─── PROVIDED RECORDS

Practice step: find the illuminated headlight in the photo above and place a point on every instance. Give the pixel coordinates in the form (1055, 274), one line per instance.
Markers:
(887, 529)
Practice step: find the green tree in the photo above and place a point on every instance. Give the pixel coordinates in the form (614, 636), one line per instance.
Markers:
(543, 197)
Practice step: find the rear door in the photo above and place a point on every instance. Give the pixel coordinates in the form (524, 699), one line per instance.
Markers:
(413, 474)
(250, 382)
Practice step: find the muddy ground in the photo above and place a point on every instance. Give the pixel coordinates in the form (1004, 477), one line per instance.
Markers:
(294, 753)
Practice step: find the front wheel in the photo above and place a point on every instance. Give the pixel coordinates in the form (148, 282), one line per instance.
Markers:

──────
─── PROVIDED RECORDS

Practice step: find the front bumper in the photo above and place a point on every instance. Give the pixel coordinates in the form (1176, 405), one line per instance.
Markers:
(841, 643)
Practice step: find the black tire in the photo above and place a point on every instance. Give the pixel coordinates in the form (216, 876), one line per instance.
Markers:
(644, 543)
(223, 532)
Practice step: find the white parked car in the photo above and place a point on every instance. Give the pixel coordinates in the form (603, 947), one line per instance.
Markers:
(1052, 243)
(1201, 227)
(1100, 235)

──────

• STATED TASK: Please revise the lines from the one with "Practice step: find the white" to the one with "(1100, 235)", replacing "parked" with "stationary" and leaving everything else unchanged. Return only those lines.

• WORKED SOLUTION:
Practice step: find the white stationary car in the photo above and place a point on every instance. Give the pixel coordinates in the form (603, 947), one line per instance.
Markers:
(1052, 243)
(1201, 227)
(1100, 235)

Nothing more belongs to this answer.